Task inputs →
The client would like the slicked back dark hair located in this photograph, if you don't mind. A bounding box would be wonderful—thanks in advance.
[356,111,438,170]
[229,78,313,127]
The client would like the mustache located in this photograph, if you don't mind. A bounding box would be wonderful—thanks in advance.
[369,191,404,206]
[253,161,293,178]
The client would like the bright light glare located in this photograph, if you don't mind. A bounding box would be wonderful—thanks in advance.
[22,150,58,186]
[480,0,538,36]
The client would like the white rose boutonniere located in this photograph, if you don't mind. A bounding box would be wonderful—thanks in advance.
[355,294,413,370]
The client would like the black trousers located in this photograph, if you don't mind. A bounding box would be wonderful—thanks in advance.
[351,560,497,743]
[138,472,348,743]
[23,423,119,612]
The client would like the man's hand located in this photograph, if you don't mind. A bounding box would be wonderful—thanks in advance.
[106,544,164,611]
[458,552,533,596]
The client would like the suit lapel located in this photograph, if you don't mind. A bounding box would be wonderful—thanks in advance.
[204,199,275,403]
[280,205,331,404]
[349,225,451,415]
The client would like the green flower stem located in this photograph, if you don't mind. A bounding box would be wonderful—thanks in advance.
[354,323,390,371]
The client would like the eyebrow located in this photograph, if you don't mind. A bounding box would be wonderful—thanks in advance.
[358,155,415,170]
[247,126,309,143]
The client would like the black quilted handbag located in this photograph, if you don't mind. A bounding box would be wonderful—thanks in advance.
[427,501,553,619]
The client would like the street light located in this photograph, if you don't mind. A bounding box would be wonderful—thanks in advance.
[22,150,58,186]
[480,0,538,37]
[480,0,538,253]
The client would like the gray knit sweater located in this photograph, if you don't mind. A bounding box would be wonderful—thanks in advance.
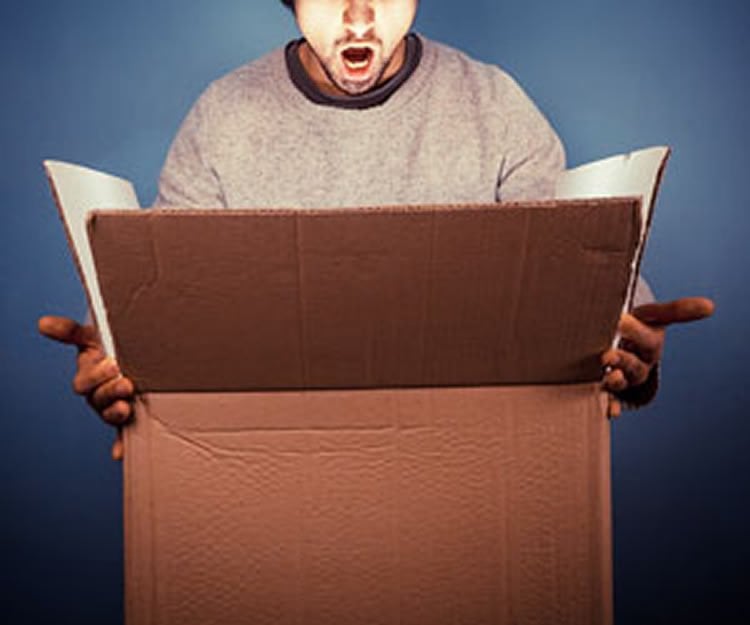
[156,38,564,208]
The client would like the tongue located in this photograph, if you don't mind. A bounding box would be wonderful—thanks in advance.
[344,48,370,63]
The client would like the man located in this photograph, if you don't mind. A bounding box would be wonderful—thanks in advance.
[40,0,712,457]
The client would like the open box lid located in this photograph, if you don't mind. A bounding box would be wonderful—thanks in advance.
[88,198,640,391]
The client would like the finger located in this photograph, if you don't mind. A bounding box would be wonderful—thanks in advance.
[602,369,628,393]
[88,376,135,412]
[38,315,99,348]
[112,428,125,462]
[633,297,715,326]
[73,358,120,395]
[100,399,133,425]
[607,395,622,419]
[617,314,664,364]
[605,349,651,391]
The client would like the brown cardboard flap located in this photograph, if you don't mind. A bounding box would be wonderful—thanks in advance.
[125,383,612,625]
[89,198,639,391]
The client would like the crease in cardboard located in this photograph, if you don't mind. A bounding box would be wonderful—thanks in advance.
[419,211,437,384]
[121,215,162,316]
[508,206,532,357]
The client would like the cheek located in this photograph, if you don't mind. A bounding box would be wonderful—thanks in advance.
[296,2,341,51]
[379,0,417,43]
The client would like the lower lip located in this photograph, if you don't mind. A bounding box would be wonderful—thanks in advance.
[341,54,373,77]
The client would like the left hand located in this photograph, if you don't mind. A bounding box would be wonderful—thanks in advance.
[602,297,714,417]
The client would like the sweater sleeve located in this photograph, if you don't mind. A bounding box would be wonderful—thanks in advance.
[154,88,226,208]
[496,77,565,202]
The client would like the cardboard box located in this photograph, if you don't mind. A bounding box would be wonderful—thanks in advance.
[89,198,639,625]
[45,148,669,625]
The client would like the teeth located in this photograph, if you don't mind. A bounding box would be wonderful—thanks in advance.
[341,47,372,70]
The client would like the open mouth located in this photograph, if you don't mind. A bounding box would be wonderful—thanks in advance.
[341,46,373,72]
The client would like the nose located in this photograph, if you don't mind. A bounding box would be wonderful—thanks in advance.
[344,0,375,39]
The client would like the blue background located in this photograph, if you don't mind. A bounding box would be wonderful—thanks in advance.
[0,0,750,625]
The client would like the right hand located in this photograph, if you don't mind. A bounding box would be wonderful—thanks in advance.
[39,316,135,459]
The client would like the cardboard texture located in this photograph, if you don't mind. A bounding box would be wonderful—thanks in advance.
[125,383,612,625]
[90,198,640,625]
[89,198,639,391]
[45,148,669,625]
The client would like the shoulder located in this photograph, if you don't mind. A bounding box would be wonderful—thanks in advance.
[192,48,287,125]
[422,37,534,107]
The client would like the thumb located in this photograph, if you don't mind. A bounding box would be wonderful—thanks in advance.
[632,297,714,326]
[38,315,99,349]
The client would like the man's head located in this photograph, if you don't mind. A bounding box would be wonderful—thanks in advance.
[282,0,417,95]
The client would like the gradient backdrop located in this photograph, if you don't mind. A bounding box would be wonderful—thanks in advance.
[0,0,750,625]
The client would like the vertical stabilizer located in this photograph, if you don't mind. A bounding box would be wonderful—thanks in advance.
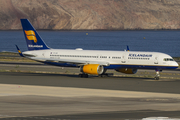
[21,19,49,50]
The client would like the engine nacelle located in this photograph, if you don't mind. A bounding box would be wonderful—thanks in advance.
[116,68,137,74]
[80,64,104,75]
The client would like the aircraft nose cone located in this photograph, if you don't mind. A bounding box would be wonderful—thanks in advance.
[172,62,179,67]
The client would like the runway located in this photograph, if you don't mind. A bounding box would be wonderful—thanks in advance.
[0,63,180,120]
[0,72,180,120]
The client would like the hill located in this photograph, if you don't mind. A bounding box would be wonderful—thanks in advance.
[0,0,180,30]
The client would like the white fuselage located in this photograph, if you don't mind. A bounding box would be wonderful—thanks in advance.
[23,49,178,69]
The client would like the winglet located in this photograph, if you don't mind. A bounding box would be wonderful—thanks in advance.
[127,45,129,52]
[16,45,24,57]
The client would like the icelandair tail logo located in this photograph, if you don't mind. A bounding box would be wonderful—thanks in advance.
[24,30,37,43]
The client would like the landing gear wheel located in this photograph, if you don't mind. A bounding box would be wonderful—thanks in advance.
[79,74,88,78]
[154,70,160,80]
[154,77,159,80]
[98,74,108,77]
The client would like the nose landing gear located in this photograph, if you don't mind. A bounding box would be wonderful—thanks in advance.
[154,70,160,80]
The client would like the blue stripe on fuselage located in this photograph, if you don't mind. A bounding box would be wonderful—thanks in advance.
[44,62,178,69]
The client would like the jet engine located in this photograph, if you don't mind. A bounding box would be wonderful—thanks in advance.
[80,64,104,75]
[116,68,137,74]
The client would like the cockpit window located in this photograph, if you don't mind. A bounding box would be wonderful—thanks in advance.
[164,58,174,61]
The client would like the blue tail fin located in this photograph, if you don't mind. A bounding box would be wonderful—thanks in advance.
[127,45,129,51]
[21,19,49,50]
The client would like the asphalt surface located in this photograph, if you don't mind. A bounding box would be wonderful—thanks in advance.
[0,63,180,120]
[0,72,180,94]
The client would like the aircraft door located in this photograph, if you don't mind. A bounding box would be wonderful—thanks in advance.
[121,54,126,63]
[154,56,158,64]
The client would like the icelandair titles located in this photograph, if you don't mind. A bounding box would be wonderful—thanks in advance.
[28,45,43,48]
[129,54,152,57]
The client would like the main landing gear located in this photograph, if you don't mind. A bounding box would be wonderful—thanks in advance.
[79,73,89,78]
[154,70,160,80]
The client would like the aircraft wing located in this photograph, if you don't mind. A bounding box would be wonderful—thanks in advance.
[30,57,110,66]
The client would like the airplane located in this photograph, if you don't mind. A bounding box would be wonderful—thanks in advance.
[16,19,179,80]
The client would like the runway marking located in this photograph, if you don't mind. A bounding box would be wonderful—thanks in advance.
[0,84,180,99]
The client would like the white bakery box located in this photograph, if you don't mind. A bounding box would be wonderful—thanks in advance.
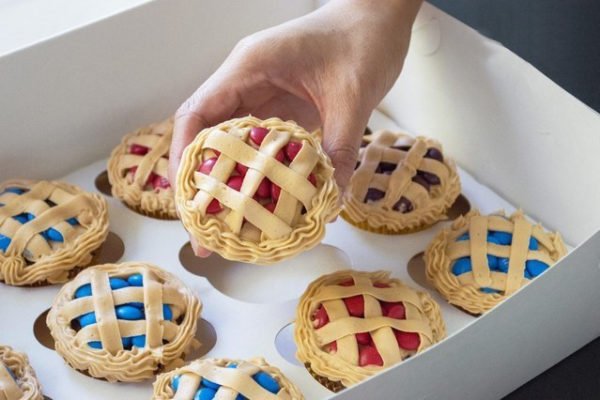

Required work → Convert every line of the listing above into a numbered list, skipping blank lines and leaving out the pictures.

Correct result →
1. The client would like the slicked back dark hair located in this photograph, if you don't mind. A bounding box would be wonderful—thanks in advance.
2. [356,111,438,170]
3. [229,78,313,127]
4. The client would like the mustache located in this photograph, if you don't mind. A bounding box would be wonderful—thanks in advance.
5. [369,191,404,206]
6. [253,161,293,178]
7. The client would like the bright light glare located in this photograph, if you don't mind. A bounding box would be wonderful—thanks in advance.
8. [22,150,58,186]
9. [480,0,538,36]
10. The client would like the white rose boutonniere located in this photograph, if you don't mind. A bounding box would be wonderful—thanks in advance.
11. [355,294,413,370]
12. The client would like the black trousers located in this photograph, if you don't mind. A bounding box would be wonderful—thanks in advance.
13. [351,560,497,743]
14. [138,472,348,743]
15. [23,423,119,612]
16. The client would like the man's hand located in this photograph, if you don't mind. A bounding box would be wonderful—thanks in advance.
17. [106,544,164,611]
18. [458,552,533,596]
19. The client would like the suit lapel located in this photograph, if you don't mind. A bounding box would be wonderful—thanks in advance.
20. [204,199,275,403]
21. [280,205,331,404]
22. [349,225,451,415]
23. The client would like the green flower stem located in this photograph, if you don't mind. A bounding box would be wonderful—thanks in advance.
24. [354,323,390,371]
25. The client would like the eyebrow located in this photograph, if you don't mind. A bounding box would be wonderful—thanks in advance.
26. [358,155,415,170]
27. [247,126,309,143]
28. The client would like the black quilted handbag located in this photograph, if you don't mind. A bounding box would be wonderful—thanks in advance.
29. [427,501,553,619]
30. The client would like the street light located in this photograph, if you don't mind. A bounding box would be wonderful—thanks in advance.
31. [22,150,58,186]
32. [480,0,538,37]
33. [480,0,538,253]
34. The client would like the gray knit sweater located in this photograph, if you don't mind. A bounding box would be wonderful—thanks in advance.
35. [156,38,564,208]
36. The client would like the tongue located in this photograph, if you don't mind. A bounding box would be wonderful—thanks in advance.
37. [344,48,370,63]
38. The client would like the man located in this photograph, if you don't mind. A bounding box would be wonderful—thanks in advance.
39. [40,0,712,457]
40. The client would like the open box lid located in this photograph, if you don't mind. A bounding box would be wonderful—thanks in advance.
41. [88,198,640,391]
42. The client would like the finger located in this photograph, if you don't mind. A bounding box would be wonderful—thanks in advance.
43. [602,369,628,393]
44. [88,376,135,412]
45. [38,315,99,348]
46. [112,428,125,462]
47. [633,297,715,326]
48. [73,358,120,395]
49. [100,399,133,425]
50. [607,395,622,419]
51. [617,314,664,364]
52. [605,349,651,391]
53. The client would like the brown cardboard flap located in this photograph, if you don't mind. A bounding box would be wonderful—thanks in advance.
54. [125,383,612,625]
55. [89,198,639,391]
56. The client would like the crease in cardboard located in this photograph, if you don't mind. A bounding box would be wonderful—thanks in advance.
57. [419,211,437,384]
58. [121,215,162,316]
59. [508,206,532,357]
60. The client would like the cheek located in this photograph, if you don't mind. A bounding box would be wonderful—thanks in advance.
61. [296,2,341,51]
62. [379,0,417,43]
63. The client would like the lower lip located in this photograph, if you don't mind. A bounding box would be wonderful—thanks in advance.
64. [341,54,373,77]
65. The client would like the left hand located in this photograph, if you don't mind. A bounding box would be wonderful—thanks in advance.
66. [602,297,714,417]
67. The client would like the sweater sleeve located in this photograph, if you don't mind. A bounding box would be wonderful—thanks in advance.
68. [154,88,226,208]
69. [496,77,565,202]
70. The client would like the cardboard box located in this photograph, if you don't mind. A bounding box would be wonderful—thanks in advance.
71. [89,198,639,625]
72. [45,148,669,625]
73. The client would like the teeth located in this photograph, if you don't mind. A bounding box would be wonderful—thanks in advance.
74. [341,47,372,70]
75. The client would like the open mouth located in this photograph, if you don't mind. A bounding box would be wonderful—thanks in advance.
76. [341,46,373,72]
77. The client would like the nose located in this photograph, if you don't mind. A bounding box would be wonderful—thanks in advance.
78. [344,0,375,39]
79. The client would like the blue background located in this photograph, if you don't mind. A bounding box would be wonderful—thanks in advance.
80. [0,0,750,625]
81. The client would like the right hand located in this photograph, if you don't mind. A bounding box would be wonderful—thanks in advance.
82. [39,316,135,459]
83. The client would like the cardboard texture located in this photograph, if you don't mind. A bounding box would be wonderful—thanks in advance.
84. [125,383,612,625]
85. [90,198,640,625]
86. [89,198,639,391]
87. [45,148,669,625]
88. The client would like the shoulder located in this photograph, if you don't mind. A bounding box would be wonderful—thanks in advance.
89. [192,48,287,125]
90. [422,37,534,107]
91. The client would like the thumb located in this photograph, if you don't mind. A bounding box would be wonderful—thanks in advance.
92. [632,297,714,326]
93. [38,315,99,349]
94. The client would like the man's head located in this photograph, if you don't mind. A bounding box would be wonderful—thanks in advance.
95. [282,0,417,95]
96. The client would like the gradient backdrop located in this photograph, if you don't mind. A bounding box would be wonderful—thanks in advance.
97. [0,0,750,625]
98. The client would like the vertical stabilizer located in this photograph, if you don't mind. A bounding box would be wonderful—thanks in advance.
99. [21,19,49,50]
100. The client would like the engine nacelle located in this photograph, if you don't mind. A bounding box would be wonderful—thanks in advance.
101. [116,68,137,74]
102. [80,64,104,75]
103. The client would like the aircraft nose cone located in this photograph, if you don't mind. A bounding box would be wonderful—thanks in advance.
104. [172,62,179,67]
105. The client would like the runway located in this photograph, if you don't mind. A bounding box would be wonderful—thanks in advance.
106. [0,63,180,120]
107. [0,72,180,120]
108. The client would like the hill located in this photograph, if you don't mind. A bounding box would be wonderful—thanks in advance.
109. [0,0,180,30]
110. The client would like the white fuselage located in this photograph, if you don't mind. A bounding box would be wonderful—thanks in advance.
111. [23,49,178,69]
112. The client would like the winglet located in this photograph, if you don't mind. A bounding box would be wonderful—thanks in advance.
113. [127,45,129,52]
114. [16,45,24,57]
115. The client would like the icelandair tail logo located in this photograph, if you don't mind. A bounding box would be wonderful—thanks in advance.
116. [24,30,37,43]
117. The client would like the landing gear wheel located in this photograph, if you don't mind. A bounding box would be wonderful—thanks in advance.
118. [79,74,88,78]
119. [154,70,160,80]
120. [154,77,159,80]
121. [98,74,108,77]
122. The client would like the nose landing gear located in this photograph, if you don't mind. A bounding box would be wonderful—thanks in advance.
123. [154,70,160,80]
124. The client would like the blue stripe on fuselage located in this photograph, if you don't mind. A bounding box would be wonderful—thanks in advance.
125. [44,62,178,69]
126. The client would like the jet engine located in this photograph, if you don't mind. A bounding box would be wonderful—thanks in advance.
127. [80,64,104,75]
128. [116,68,137,74]
129. The client would like the cockpit window located in this photograph, if you don't mind. A bounding box would be wonderful—thanks in advance.
130. [164,58,174,61]
131. The client would like the blue tail fin located in this photograph, if you don't mind. A bounding box would be wonderful—thanks in advance.
132. [127,45,129,51]
133. [21,19,49,50]
134. The client would like the asphalt surface located in this photograph, if you don't mind. A bounding box would be wonderful—thanks in advance.
135. [0,63,180,120]
136. [0,72,180,94]
137. The client would like the aircraft door located in this photograph, if you don't mind. A bounding box would be wonderful—thanks in advance.
138. [121,54,126,63]
139. [154,56,158,64]
140. The client would like the icelandair titles located in this photograph, if you don't mind. A bounding box would be wonderful—thanks in advance.
141. [28,45,43,48]
142. [129,54,152,57]
143. The client would like the main landing gear located in this photograph, if you don't mind. A bounding box would be wonderful—thanks in advance.
144. [79,73,89,78]
145. [154,70,160,80]
146. The client would like the aircraft wing located in this photograph, if you don't mind. A bounding box would be wonderful—thanks in advance.
147. [30,57,110,66]
148. The client would like the airplane located in this photograph, if you don't mind. A bounding box would be wonderful—thanks in advance.
149. [16,19,179,80]
150. The client would like the runway marking located in this photograph, if you don't mind. A bounding box would be wonderful—thanks in advance.
151. [0,84,180,99]
152. The client would like the white bakery box located in this photograph, if you don't mind. A bounding box would be wonderful—thanks in advance.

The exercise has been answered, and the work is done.